Assigned task
Everything from the line with "what's up, can you detect the glossy" to the last line of the material below is what to reproduce, exactly and with no other lines.

* * * *

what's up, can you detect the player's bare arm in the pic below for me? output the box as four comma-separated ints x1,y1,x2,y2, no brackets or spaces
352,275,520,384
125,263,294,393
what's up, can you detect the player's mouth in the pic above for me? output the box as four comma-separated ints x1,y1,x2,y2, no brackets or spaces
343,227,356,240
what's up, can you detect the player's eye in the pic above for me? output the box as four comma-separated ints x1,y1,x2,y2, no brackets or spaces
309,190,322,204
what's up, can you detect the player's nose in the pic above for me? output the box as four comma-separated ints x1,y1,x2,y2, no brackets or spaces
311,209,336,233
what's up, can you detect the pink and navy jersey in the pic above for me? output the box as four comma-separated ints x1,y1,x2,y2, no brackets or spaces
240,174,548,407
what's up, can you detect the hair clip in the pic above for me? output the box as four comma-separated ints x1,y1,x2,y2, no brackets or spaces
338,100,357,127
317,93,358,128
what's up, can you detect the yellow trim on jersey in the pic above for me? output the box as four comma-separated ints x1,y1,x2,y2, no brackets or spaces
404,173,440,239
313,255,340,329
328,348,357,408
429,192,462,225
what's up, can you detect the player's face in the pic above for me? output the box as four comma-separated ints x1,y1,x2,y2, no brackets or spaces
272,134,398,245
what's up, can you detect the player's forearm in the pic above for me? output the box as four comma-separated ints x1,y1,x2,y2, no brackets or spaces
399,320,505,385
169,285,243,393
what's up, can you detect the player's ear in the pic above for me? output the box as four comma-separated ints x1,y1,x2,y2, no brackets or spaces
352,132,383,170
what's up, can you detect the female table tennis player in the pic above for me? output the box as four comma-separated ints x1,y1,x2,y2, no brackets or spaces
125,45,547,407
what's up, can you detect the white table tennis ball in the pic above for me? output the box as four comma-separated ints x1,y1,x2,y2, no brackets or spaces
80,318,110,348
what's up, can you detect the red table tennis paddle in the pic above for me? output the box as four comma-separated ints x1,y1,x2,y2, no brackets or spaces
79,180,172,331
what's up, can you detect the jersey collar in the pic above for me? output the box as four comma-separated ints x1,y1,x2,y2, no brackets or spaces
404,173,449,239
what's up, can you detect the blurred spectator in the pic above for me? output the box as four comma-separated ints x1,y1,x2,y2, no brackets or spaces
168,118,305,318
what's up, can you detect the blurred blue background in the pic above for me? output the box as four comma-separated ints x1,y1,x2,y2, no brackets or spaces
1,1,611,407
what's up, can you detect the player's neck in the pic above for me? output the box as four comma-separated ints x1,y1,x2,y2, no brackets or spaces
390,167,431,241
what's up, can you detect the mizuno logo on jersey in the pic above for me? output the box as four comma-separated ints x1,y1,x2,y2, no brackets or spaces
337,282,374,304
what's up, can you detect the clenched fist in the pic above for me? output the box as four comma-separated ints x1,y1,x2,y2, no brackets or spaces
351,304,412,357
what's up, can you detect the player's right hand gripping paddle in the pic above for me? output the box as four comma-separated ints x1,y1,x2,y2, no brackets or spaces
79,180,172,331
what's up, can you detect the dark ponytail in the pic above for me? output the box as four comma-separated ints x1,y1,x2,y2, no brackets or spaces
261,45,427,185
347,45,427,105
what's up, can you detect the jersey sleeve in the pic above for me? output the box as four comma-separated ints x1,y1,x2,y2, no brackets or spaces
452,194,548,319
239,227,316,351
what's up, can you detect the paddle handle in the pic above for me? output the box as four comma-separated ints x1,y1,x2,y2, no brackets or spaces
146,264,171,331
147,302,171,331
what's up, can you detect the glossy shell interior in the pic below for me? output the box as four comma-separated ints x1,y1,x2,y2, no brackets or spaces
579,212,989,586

* * * *

Response below
what's up, can you detect the glossy shell interior in the pic below for me? output the box as four comma-separated ints x1,y1,x2,y2, no brackets or spaces
579,212,989,586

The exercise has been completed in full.